EXTRACT TO READ:
--- START ---

‘India to face economic challenges for many years’

India’s potential growth may have slowed down by over one percentage point due to the longer-than-expected disruption caused by COVID-19 and a modest policy response so far, UBS Securities said in a report.

“We estimate India's potential growth to have slowed to 6% (from 7.1% YoY estimated in 2017) due to longer-than-expected disruption caused by the pandemic, balance-sheet concerns faced by economic agents (especially the financial sector and households) and only a modest policy response so far,” said Tanvee Gupta Jain, economist, UBS Securities India Pvt. Ltd. “This implies difficult economic challenges for many years to come.”

For example, near-term challenges (reduced household income and hit to corporate bottom lines) may inflict longer-lasting damage to household consumption and fixed investment.

“The government could also face debt-sustainability concerns if the depth and the duration of the crisis worsen,” she added.

However, UBS Securities asserts that India can still achieve 7% plus growth over the next 3-5 years through policy changes.

“Decomposing India's growth into inputs of production and total factor productivity (TFP), we believe rising rates of investments and productivity are key for higher sustainable growth,” UBS Securities said.

“The policy bias will need to change from repair to growth. Unlike earlier near-term growth disruptive reforms (GST, anti-corruption agenda, banking system clean-up), the focus needs to be on reforms that are growth-supportive (for instance, recent corporate tax rate cut),” it said.

“Our analysis suggests that in an upside scenario if India integrates into global supply chains along with productivity-enhancing structural reforms, it could return to potential growth of 7% plus through a combination of higher investment growth (12% YoY) and TFP (4%),” it added.

--- END ---

PROMPT 1:
Decide whether each statement agrees with the piece on India's economic outlook. For each, answer yes or no and quote the words of the piece that settle it.
(a) UBS Securities estimates that India's potential growth has slowed to 6%.
(b) UBS Securities presents the recent corporate tax rate cut as a growth-disruptive reform.
(c) In the upside scenario, investment growth would be 12% YoY.
PROMPT 2:
Pick up the piece on India's economic outlook after its last sentence and continue it.

PROVIDED INFORMATION:

--- START ---

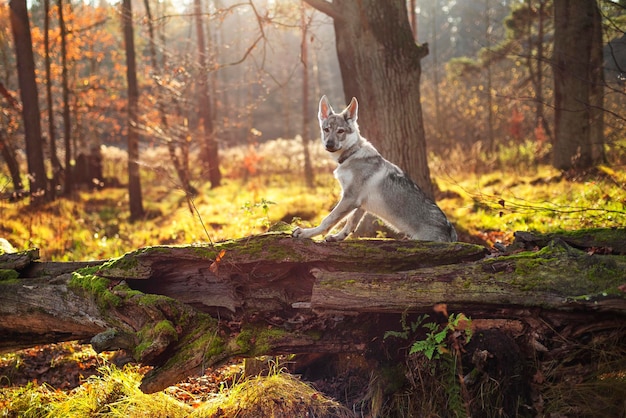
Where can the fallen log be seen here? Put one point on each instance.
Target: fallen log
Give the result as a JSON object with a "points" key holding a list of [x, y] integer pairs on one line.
{"points": [[182, 309]]}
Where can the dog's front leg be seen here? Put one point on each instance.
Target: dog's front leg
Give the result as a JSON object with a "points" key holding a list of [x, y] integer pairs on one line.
{"points": [[350, 226], [341, 211]]}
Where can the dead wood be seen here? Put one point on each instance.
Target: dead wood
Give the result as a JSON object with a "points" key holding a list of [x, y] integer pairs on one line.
{"points": [[182, 309]]}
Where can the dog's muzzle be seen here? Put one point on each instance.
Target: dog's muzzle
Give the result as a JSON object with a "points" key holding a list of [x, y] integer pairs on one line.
{"points": [[330, 147]]}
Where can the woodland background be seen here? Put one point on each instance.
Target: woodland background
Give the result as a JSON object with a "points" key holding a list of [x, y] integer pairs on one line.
{"points": [[216, 138]]}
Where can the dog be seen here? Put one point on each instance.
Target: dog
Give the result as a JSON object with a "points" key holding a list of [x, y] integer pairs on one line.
{"points": [[372, 184]]}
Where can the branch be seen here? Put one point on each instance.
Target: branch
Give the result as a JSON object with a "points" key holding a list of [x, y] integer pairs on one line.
{"points": [[325, 7]]}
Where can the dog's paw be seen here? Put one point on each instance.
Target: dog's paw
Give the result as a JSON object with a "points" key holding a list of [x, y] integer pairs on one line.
{"points": [[299, 233], [335, 238]]}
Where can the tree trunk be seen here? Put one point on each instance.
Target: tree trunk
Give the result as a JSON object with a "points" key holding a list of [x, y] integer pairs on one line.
{"points": [[577, 87], [306, 117], [182, 170], [380, 65], [54, 158], [67, 123], [20, 27], [134, 182], [8, 154], [7, 151], [184, 308], [210, 152]]}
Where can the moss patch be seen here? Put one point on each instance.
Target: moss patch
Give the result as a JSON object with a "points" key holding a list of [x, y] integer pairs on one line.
{"points": [[86, 279], [9, 276]]}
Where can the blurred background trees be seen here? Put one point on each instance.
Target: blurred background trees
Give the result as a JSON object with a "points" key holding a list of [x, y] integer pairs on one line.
{"points": [[217, 73]]}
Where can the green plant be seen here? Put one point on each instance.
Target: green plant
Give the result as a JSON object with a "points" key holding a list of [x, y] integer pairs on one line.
{"points": [[264, 206], [440, 361]]}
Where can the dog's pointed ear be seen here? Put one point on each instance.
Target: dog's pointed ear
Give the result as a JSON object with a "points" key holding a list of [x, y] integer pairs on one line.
{"points": [[352, 111], [325, 109]]}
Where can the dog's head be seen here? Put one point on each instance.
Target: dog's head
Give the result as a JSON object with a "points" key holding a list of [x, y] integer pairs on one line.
{"points": [[339, 130]]}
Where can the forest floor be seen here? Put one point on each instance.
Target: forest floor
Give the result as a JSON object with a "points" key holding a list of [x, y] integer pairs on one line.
{"points": [[258, 191]]}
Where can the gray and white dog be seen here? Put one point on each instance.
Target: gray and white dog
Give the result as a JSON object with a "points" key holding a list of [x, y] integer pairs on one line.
{"points": [[372, 184]]}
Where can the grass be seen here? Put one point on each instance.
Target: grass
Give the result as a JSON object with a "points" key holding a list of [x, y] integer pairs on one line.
{"points": [[491, 207], [115, 392], [256, 193]]}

--- END ---

ANSWER 1:
(a) Yes: "We estimate India's potential growth to have slowed to 6%"
(b) No: "the focus needs to be on reforms that are growth-supportive (for instance, recent corporate tax rate cut)"
(c) Yes: "higher investment growth (12% YoY)"

ANSWER 2:
A likely downside scenario (policy mis-steps and weak global growth), associated with low TFP (2.5%) and sluggish investment growth (4%YoY), could take growth to 4.5-5.0%, the report said.

Stating that India was emerging as one of the favoured destinations [to attract FDI] as companies look to relocate from China, UBS Securities said Indian government should optimise this ‘golden opportunity’ by announcing “a credible fiscal stimulus immediately to reduce the near-term downside risks to growth.”

“UBS Evidence Lab CFO Surveys suggest high and increased intention of moving away from China by export-oriented companies. 60% in the China CFO survey, 85% in the North Asia survey and 86% in the US CFO survey said they had moved or plan to move part of their production (average 30%) out of China. These surveys point to early evidence that India is emerging as one of the favoured destinations...,” it said.

It added the focus should be on integrating India into the global supply chain.

It said the biggest challenge before India would be its ability to create ample employment opportunities for the rising working-age population.

Of the incremental 12 million rise in India's working-age population every year, 5 million workers enter the labour force, though less than half find a job.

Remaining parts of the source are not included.